Work item -
Every entry has to be output exactly, with none skipped.
*** Opening Exercise inputs ***
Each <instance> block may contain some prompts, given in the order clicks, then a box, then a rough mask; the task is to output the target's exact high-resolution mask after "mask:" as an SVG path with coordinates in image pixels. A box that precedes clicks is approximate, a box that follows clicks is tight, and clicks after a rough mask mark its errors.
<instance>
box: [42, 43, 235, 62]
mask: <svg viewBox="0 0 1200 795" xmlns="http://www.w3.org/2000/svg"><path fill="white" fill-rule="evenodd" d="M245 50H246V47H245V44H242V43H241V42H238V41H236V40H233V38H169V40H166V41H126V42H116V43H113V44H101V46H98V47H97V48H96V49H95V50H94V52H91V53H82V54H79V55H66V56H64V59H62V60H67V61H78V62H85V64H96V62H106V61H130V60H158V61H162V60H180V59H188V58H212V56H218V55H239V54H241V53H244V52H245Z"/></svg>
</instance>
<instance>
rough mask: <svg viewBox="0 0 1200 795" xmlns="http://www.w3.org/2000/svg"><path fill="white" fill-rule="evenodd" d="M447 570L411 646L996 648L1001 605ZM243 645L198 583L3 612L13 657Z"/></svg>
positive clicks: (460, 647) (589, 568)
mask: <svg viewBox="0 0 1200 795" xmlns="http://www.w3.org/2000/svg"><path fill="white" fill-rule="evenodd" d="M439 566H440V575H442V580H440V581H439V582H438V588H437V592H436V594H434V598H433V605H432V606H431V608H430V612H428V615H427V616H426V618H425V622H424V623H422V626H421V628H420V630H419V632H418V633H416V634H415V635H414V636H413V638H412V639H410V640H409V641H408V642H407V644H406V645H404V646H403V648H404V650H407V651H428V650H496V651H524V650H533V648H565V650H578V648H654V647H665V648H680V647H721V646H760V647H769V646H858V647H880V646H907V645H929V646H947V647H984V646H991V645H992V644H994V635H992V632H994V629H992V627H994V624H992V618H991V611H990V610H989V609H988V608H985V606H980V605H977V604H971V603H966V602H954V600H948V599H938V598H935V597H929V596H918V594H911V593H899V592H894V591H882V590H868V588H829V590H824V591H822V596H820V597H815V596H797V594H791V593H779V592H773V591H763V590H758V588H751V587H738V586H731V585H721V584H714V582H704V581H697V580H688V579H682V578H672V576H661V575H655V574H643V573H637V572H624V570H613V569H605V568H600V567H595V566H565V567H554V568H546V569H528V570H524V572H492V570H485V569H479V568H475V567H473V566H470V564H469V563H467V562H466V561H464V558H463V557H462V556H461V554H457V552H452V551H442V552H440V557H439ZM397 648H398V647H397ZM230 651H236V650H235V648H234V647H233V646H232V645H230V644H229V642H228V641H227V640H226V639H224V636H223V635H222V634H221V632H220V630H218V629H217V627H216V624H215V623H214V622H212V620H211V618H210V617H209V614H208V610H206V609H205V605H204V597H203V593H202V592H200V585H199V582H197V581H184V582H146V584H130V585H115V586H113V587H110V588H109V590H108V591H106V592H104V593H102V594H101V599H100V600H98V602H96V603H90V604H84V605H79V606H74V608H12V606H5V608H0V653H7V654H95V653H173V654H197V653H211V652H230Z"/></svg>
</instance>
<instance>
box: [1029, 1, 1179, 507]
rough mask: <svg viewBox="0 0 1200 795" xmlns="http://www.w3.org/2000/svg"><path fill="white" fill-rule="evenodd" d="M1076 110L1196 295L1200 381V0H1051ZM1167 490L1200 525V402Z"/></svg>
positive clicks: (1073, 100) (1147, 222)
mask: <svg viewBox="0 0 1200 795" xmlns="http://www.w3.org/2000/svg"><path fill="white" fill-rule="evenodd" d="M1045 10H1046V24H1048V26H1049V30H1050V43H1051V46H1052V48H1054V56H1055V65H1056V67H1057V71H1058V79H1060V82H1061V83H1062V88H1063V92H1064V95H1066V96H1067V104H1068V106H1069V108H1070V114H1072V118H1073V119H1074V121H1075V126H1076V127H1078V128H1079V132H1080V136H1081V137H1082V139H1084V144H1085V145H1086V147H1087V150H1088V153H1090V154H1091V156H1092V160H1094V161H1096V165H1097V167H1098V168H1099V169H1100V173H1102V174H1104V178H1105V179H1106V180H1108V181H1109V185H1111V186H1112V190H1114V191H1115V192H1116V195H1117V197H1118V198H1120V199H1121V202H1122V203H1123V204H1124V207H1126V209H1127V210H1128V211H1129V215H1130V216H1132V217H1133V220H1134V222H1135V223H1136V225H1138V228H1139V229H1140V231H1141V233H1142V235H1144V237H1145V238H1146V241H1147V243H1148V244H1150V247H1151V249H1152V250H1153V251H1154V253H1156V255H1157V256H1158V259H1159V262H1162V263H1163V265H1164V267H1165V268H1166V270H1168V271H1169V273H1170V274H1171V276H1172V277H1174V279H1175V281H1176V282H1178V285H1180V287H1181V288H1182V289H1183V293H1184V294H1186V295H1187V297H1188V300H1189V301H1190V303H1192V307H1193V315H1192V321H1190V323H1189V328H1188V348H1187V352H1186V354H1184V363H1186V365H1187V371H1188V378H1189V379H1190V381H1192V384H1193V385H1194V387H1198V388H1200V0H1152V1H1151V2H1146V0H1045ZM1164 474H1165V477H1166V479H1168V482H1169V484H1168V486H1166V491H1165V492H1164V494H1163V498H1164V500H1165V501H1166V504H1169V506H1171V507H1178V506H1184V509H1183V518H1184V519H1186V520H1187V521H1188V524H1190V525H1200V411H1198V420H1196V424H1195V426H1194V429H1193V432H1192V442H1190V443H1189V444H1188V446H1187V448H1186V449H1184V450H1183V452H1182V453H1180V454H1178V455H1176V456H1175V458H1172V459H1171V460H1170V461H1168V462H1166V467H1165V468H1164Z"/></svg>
*** Closing Exercise inputs ***
Task output -
Each <instance> block may contain some prompts, given in the order clicks, then a box, then a rough mask; the task is to output the target's exact high-resolution mask after "mask:" as an SVG path with coordinates in image pixels. A box that precedes clicks is approximate, a box that follows clicks is tight, and clicks after a rough mask mark its errors.
<instance>
box: [42, 43, 235, 62]
mask: <svg viewBox="0 0 1200 795" xmlns="http://www.w3.org/2000/svg"><path fill="white" fill-rule="evenodd" d="M245 50H246V47H245V44H242V43H241V42H238V41H236V40H233V38H169V40H166V41H126V42H116V43H113V44H101V46H98V47H97V48H96V49H95V50H94V52H91V53H82V54H79V55H66V56H64V59H62V60H67V61H78V62H85V64H96V62H106V61H130V60H158V61H162V60H180V59H188V58H212V56H218V55H239V54H241V53H244V52H245Z"/></svg>
</instance>
<instance>
rough mask: <svg viewBox="0 0 1200 795" xmlns="http://www.w3.org/2000/svg"><path fill="white" fill-rule="evenodd" d="M447 570L411 646L996 648L1001 605ZM243 645L198 583L3 612L13 657Z"/></svg>
positive clicks: (460, 647) (589, 568)
mask: <svg viewBox="0 0 1200 795" xmlns="http://www.w3.org/2000/svg"><path fill="white" fill-rule="evenodd" d="M439 566H440V575H442V580H440V581H439V582H438V588H437V592H436V594H434V598H433V605H432V606H431V608H430V612H428V615H427V616H426V618H425V622H424V623H422V626H421V628H420V630H419V632H418V633H416V634H415V635H414V636H413V638H412V639H410V640H409V641H408V642H407V644H406V645H404V646H403V648H404V650H407V651H428V650H496V651H524V650H533V648H565V650H578V648H654V647H665V648H680V647H721V646H760V647H769V646H858V647H880V646H907V645H929V646H947V647H984V646H991V645H992V644H994V635H992V632H994V629H992V627H994V624H992V618H991V611H990V610H989V609H988V608H985V606H980V605H977V604H971V603H966V602H954V600H948V599H938V598H935V597H929V596H918V594H911V593H899V592H894V591H882V590H868V588H829V590H824V591H822V596H820V597H815V596H797V594H791V593H779V592H773V591H763V590H758V588H751V587H738V586H731V585H721V584H714V582H704V581H697V580H688V579H682V578H672V576H661V575H655V574H643V573H637V572H624V570H613V569H605V568H600V567H595V566H565V567H554V568H546V569H528V570H524V572H492V570H485V569H479V568H475V567H473V566H470V564H469V563H467V562H466V561H464V558H463V557H462V556H461V554H457V552H452V551H442V552H440V557H439ZM397 648H398V647H397ZM230 651H236V650H235V648H234V647H233V646H232V645H230V644H229V642H228V641H227V640H226V639H224V636H223V635H222V634H221V632H220V630H218V629H217V627H216V624H215V623H214V622H212V620H211V618H210V617H209V614H208V610H206V609H205V605H204V597H203V593H202V592H200V585H199V582H197V581H184V582H146V584H130V585H115V586H113V587H110V588H109V590H108V591H106V592H104V593H102V594H101V599H100V600H98V602H96V603H90V604H84V605H79V606H74V608H12V606H5V608H0V653H7V654H95V653H173V654H197V653H211V652H230Z"/></svg>
</instance>
<instance>
box: [1029, 1, 1179, 507]
rough mask: <svg viewBox="0 0 1200 795" xmlns="http://www.w3.org/2000/svg"><path fill="white" fill-rule="evenodd" d="M1076 110L1196 295L1200 381V0H1051ZM1167 490L1200 525V402Z"/></svg>
positive clicks: (1073, 100) (1147, 222)
mask: <svg viewBox="0 0 1200 795" xmlns="http://www.w3.org/2000/svg"><path fill="white" fill-rule="evenodd" d="M1045 10H1046V24H1048V26H1049V30H1050V43H1051V46H1052V48H1054V56H1055V65H1056V67H1057V71H1058V79H1060V82H1061V83H1062V88H1063V92H1064V95H1066V96H1067V104H1068V106H1069V108H1070V114H1072V118H1073V119H1074V121H1075V126H1076V127H1078V128H1079V132H1080V136H1081V137H1082V139H1084V144H1085V145H1086V147H1087V150H1088V153H1090V154H1091V156H1092V160H1094V161H1096V165H1097V167H1098V168H1099V169H1100V173H1102V174H1104V178H1105V179H1106V180H1108V181H1109V185H1111V186H1112V190H1114V191H1115V192H1116V195H1117V197H1118V198H1120V199H1121V202H1122V203H1123V204H1124V207H1126V209H1127V210H1128V211H1129V215H1130V216H1132V217H1133V220H1134V222H1135V223H1136V225H1138V228H1139V229H1140V231H1141V233H1142V235H1144V237H1145V238H1146V241H1147V243H1148V244H1150V247H1151V249H1152V250H1153V251H1154V253H1156V255H1157V256H1158V259H1159V262H1162V263H1163V265H1164V267H1165V268H1166V270H1168V271H1169V273H1170V274H1171V276H1172V277H1174V279H1175V281H1176V282H1178V285H1180V287H1181V288H1182V289H1183V293H1184V294H1186V295H1187V297H1188V300H1189V301H1190V303H1192V307H1193V315H1192V321H1190V323H1189V328H1188V348H1187V352H1186V354H1184V363H1186V365H1187V371H1188V378H1189V379H1190V381H1192V384H1193V385H1194V387H1198V388H1200V0H1152V1H1151V2H1146V0H1045ZM1164 474H1165V477H1166V479H1168V482H1169V484H1168V486H1166V491H1165V492H1164V494H1163V498H1164V500H1165V501H1166V504H1169V506H1171V507H1178V506H1184V509H1183V518H1184V519H1186V520H1187V521H1188V524H1190V525H1200V411H1198V420H1196V424H1195V426H1194V429H1193V432H1192V442H1190V443H1189V444H1188V446H1187V448H1186V449H1184V450H1183V452H1182V453H1180V454H1178V455H1176V456H1175V458H1172V459H1171V460H1170V461H1168V462H1166V467H1165V468H1164Z"/></svg>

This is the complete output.